● WHAT YOU ARE ASKED TO DO
Convert the lines of the items below into a numbered list, starting at the line that contains "Annotation task — annotate the crowd" and running through the last line of the items, both ends included. Omit any blank lines.

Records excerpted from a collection
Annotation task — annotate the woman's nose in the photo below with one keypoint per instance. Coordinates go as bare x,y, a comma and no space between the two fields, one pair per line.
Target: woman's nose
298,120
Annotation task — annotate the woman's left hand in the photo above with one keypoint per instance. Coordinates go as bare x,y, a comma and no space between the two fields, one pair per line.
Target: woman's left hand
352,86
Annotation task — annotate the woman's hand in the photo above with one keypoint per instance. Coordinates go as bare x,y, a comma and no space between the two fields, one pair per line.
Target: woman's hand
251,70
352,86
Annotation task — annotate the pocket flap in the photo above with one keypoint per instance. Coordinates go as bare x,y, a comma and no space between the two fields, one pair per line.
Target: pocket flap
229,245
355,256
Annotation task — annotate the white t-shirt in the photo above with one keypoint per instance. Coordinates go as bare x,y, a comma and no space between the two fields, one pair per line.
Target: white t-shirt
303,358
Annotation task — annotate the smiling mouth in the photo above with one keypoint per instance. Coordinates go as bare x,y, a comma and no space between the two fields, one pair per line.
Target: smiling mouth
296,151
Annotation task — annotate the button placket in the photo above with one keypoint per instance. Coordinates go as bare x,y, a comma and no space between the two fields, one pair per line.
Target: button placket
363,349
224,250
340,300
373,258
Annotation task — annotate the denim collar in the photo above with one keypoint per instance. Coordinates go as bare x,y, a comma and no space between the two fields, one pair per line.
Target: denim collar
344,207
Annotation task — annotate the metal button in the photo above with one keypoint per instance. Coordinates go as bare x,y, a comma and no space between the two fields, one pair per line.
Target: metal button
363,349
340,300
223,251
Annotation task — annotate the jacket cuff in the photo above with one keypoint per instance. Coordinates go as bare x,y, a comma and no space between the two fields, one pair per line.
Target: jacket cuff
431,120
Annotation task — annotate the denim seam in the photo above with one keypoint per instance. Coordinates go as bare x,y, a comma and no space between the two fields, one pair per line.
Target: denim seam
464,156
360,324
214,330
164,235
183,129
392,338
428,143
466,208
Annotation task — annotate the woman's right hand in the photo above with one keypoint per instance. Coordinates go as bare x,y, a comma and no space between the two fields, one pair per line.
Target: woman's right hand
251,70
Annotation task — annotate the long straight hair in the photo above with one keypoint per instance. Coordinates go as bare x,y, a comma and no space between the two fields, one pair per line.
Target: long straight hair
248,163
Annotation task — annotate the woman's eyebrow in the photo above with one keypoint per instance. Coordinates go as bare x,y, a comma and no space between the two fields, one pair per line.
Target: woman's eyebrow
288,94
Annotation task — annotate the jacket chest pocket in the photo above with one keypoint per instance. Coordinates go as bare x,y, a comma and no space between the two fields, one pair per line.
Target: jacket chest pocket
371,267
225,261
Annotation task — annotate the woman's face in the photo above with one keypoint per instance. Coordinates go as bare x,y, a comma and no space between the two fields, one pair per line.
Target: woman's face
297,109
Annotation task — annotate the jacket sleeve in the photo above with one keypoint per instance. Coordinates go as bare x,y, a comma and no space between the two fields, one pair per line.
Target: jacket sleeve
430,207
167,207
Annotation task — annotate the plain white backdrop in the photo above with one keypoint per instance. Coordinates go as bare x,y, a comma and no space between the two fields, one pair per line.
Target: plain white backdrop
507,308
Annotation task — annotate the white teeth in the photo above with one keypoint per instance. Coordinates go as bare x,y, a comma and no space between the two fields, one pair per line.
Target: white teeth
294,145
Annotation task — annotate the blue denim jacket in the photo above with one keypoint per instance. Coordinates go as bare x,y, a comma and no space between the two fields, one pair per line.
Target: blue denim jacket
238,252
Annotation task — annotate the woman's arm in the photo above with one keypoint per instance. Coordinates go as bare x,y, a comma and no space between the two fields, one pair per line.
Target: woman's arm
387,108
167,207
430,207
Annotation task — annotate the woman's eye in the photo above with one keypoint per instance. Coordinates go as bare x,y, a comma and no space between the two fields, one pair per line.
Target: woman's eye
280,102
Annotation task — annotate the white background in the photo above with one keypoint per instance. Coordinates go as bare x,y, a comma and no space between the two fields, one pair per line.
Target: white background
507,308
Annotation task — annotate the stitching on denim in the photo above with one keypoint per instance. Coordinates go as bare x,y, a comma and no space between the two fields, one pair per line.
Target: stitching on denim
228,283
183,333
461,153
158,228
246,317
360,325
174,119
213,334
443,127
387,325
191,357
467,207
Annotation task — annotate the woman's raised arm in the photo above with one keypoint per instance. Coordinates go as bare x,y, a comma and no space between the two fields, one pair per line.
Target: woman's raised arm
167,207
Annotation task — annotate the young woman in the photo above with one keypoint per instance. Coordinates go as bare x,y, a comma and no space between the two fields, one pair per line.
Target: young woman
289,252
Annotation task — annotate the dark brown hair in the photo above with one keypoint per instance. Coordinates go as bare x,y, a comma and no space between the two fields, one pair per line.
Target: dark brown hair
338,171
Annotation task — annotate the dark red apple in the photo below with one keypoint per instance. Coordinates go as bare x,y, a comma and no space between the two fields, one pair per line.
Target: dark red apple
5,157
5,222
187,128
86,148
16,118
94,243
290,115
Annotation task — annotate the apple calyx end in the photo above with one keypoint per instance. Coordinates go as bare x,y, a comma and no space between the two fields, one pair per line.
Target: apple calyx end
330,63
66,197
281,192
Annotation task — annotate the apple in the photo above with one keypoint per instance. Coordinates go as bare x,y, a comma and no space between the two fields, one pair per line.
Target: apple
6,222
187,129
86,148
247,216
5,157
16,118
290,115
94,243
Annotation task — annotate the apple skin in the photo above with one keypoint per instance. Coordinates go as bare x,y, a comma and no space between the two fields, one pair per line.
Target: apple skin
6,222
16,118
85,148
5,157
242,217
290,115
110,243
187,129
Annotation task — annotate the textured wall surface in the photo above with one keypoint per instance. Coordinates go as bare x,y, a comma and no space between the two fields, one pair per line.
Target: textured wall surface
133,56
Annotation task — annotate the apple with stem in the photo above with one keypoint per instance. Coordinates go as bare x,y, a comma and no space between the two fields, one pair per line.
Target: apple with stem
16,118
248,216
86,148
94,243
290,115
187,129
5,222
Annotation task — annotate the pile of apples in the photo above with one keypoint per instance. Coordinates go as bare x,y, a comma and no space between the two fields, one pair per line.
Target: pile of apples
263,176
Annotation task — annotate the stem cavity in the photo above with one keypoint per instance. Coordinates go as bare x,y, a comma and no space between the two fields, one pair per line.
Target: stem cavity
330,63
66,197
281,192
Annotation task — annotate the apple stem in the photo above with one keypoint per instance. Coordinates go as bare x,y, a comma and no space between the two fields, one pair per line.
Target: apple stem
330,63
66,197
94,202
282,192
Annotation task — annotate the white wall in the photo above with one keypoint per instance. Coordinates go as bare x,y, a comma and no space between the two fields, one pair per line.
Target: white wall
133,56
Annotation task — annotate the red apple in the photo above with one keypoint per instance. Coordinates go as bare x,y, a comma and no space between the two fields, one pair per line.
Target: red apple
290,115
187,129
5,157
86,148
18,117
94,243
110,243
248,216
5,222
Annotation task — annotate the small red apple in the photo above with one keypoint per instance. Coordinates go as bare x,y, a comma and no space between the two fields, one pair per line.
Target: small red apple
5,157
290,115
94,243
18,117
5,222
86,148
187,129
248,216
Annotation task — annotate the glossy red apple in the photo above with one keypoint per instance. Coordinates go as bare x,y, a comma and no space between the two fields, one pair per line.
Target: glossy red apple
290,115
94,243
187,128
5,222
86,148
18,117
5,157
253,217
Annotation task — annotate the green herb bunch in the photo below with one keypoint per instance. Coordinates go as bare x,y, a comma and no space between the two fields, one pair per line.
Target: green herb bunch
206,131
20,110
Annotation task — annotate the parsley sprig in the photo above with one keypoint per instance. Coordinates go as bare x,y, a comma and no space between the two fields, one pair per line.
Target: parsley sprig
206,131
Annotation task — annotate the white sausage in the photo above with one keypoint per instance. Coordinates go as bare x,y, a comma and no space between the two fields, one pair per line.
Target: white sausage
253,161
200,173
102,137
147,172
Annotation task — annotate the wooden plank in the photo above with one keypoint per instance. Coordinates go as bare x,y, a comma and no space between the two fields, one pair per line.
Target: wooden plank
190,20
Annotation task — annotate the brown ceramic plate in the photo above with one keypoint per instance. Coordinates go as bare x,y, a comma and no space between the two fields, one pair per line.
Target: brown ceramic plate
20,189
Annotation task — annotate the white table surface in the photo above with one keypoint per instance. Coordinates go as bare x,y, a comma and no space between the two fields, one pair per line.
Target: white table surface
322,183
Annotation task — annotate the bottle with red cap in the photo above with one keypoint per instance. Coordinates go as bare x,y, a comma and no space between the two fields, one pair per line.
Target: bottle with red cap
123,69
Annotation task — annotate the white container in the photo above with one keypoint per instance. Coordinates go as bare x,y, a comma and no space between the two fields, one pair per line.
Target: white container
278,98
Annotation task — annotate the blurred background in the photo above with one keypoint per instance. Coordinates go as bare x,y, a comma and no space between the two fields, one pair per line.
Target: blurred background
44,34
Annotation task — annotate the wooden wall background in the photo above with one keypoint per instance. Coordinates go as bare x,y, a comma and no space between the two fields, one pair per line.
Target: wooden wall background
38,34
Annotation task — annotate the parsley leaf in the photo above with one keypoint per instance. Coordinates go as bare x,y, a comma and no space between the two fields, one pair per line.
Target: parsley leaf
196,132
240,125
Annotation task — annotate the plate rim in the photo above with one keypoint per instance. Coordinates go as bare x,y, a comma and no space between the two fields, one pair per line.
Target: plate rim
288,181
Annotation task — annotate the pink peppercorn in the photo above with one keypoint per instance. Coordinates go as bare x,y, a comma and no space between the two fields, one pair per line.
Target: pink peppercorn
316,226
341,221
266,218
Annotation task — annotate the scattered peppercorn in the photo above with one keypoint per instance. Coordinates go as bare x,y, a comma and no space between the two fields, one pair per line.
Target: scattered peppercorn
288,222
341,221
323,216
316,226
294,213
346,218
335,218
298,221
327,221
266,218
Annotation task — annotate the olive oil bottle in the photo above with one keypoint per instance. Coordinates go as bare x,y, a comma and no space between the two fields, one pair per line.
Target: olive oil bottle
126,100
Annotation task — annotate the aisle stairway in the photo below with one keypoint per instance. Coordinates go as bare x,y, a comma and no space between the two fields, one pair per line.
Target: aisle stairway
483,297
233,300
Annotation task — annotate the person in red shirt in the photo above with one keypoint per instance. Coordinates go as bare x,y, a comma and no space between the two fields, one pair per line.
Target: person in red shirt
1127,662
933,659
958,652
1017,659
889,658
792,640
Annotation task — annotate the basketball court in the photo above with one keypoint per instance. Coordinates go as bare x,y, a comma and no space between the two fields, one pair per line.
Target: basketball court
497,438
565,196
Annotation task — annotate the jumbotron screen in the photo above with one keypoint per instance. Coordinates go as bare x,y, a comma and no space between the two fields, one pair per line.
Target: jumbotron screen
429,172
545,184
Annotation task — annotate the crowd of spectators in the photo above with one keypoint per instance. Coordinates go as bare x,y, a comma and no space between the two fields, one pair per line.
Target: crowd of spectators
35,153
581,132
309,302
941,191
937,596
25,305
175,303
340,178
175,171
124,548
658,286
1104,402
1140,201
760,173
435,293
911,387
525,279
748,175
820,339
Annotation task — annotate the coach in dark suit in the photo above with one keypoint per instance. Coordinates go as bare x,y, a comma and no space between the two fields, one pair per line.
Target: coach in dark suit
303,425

● EXPECTED OUTPUT
1. Annotation task — annotate the crowd of spectators in the photo above with one keypoint per instance. Coordinates go as bare x,y, a comma and no space between the two fields, one pair per line.
2. Target: crowd of spectators
3. 35,153
4. 581,132
5. 309,302
6. 941,191
7. 937,596
8. 25,305
9. 175,303
10. 340,178
11. 175,171
12. 124,548
13. 658,286
14. 1104,402
15. 1140,201
16. 760,173
17. 435,293
18. 911,387
19. 525,279
20. 748,175
21. 820,339
22. Annotation task — annotate the coach in dark suit in the photo above with one keypoint per instance. Coordinates go as bare x,y, a comma and no space between the two fields, one pair per line.
23. Target: coach in dark suit
24. 303,425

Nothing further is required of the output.